** Data for this task follows **
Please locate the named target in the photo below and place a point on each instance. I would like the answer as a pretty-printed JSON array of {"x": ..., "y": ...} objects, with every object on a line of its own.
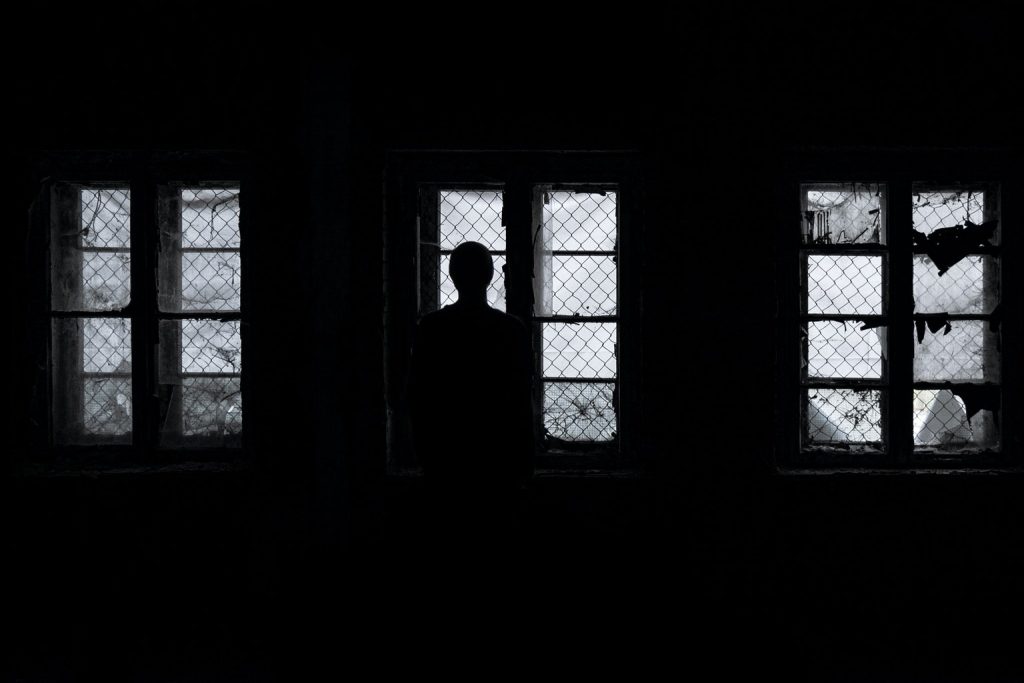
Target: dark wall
[{"x": 707, "y": 555}]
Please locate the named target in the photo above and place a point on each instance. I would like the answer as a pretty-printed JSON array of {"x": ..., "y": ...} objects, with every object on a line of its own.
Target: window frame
[
  {"x": 144, "y": 175},
  {"x": 517, "y": 173},
  {"x": 899, "y": 171}
]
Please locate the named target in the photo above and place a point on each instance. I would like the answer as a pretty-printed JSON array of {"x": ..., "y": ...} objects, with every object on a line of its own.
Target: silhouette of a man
[{"x": 470, "y": 390}]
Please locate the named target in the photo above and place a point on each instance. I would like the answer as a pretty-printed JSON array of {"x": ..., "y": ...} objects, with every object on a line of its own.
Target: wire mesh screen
[
  {"x": 580, "y": 411},
  {"x": 467, "y": 215},
  {"x": 576, "y": 274},
  {"x": 940, "y": 421},
  {"x": 933, "y": 210},
  {"x": 838, "y": 349},
  {"x": 849, "y": 213},
  {"x": 201, "y": 264},
  {"x": 843, "y": 417},
  {"x": 847, "y": 285}
]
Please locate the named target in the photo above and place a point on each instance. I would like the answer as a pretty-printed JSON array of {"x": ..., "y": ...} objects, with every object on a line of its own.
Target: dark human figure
[{"x": 470, "y": 399}]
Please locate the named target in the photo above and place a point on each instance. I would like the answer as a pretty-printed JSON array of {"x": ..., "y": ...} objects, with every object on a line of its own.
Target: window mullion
[
  {"x": 899, "y": 305},
  {"x": 143, "y": 306}
]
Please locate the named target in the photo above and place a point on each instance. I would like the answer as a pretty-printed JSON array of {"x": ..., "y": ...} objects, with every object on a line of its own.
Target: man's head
[{"x": 471, "y": 267}]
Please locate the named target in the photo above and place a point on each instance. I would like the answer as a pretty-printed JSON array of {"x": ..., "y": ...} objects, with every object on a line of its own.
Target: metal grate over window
[
  {"x": 952, "y": 258},
  {"x": 576, "y": 312}
]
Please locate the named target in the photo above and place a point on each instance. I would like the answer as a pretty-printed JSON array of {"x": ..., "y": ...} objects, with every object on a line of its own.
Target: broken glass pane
[
  {"x": 844, "y": 284},
  {"x": 211, "y": 406},
  {"x": 105, "y": 216},
  {"x": 838, "y": 349},
  {"x": 940, "y": 422},
  {"x": 496, "y": 291},
  {"x": 843, "y": 416},
  {"x": 470, "y": 215},
  {"x": 933, "y": 210},
  {"x": 958, "y": 354},
  {"x": 580, "y": 411},
  {"x": 579, "y": 286},
  {"x": 960, "y": 290},
  {"x": 580, "y": 349},
  {"x": 580, "y": 221},
  {"x": 107, "y": 406},
  {"x": 848, "y": 213},
  {"x": 208, "y": 346},
  {"x": 210, "y": 218}
]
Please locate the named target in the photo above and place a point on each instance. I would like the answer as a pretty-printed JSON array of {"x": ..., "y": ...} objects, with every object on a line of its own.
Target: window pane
** End of Data for this task **
• **Problem description**:
Could you repeat every record exactly as written, with the pictures left out?

• **Answer to this task**:
Please locate the named target in the photo below and place a point on each instance. I would like the answer as a pretty-printed JSON array of {"x": ..., "y": ...} objects, with every object on a line of its own.
Target: dark wall
[{"x": 707, "y": 555}]
Please locate the named target in the photo above and place a point on each instance. I would like the answer as a pretty-printed JSON array of {"x": ..., "y": ...} objects, with every object on a line of its own.
Target: window frame
[
  {"x": 144, "y": 175},
  {"x": 517, "y": 173},
  {"x": 899, "y": 171}
]
Please locate the named target in the photo above and place a point on each instance. I would like the answer as a pretty-printed JSON array of {"x": ..., "y": ...} objects, with every object on a line of its own.
Target: silhouette of a man
[{"x": 470, "y": 390}]
Please locate the named target in the photo above and place a point on each instance. I would like the answer as a pretty-printed JSON array of {"x": ..., "y": ...} objects, with every object on a line of its own.
Target: wire mesh screen
[
  {"x": 580, "y": 411},
  {"x": 467, "y": 215},
  {"x": 576, "y": 274},
  {"x": 940, "y": 421},
  {"x": 933, "y": 210},
  {"x": 838, "y": 349},
  {"x": 849, "y": 213},
  {"x": 201, "y": 264},
  {"x": 843, "y": 417},
  {"x": 847, "y": 285}
]
Please locate the named target in the photo above and place a point on each instance. I would like the answer as a pretty-printed JSON array of {"x": ..., "y": ...} objects, with every object on a line of its own.
Target: dark human figure
[{"x": 470, "y": 399}]
Please locate the named target in the photo above and place a point on each instance. I would like the answer as a pretty-printed JSON array of {"x": ..., "y": ...} objects, with every object on a line of its own.
Target: window mullion
[
  {"x": 899, "y": 305},
  {"x": 143, "y": 306}
]
Please locate the named target in the photo above and place a point on each instance. I would like the answer as a pretty-printed JSON array of {"x": ..., "y": ...} objects, with every object on a line of its own.
Target: man's head
[{"x": 471, "y": 267}]
Please locate the named target in the photo above and place a point on each instance. I would like the answer as a pretty-printed JSON array of {"x": ..., "y": ...} objects, with every object on a line of its own.
Target: metal grate over window
[
  {"x": 952, "y": 258},
  {"x": 576, "y": 312}
]
Please locate the named target in the photo above and place a point on each instance. I would like the answer as a pretty-printed JSON array of {"x": ..., "y": ...} objects, with every object on a line of its own.
Target: broken glass pane
[
  {"x": 844, "y": 284},
  {"x": 211, "y": 406},
  {"x": 105, "y": 216},
  {"x": 838, "y": 349},
  {"x": 940, "y": 422},
  {"x": 496, "y": 291},
  {"x": 843, "y": 416},
  {"x": 470, "y": 215},
  {"x": 933, "y": 210},
  {"x": 958, "y": 354},
  {"x": 580, "y": 411},
  {"x": 579, "y": 286},
  {"x": 960, "y": 290},
  {"x": 580, "y": 349},
  {"x": 580, "y": 221},
  {"x": 107, "y": 406},
  {"x": 848, "y": 213},
  {"x": 208, "y": 346},
  {"x": 210, "y": 218}
]
Please locate the named target in the photo above and place a point on each instance. I would like the answer as a pretty-printed JSON array of {"x": ..., "y": ...} objects, with every object on a line of its own.
Target: window pane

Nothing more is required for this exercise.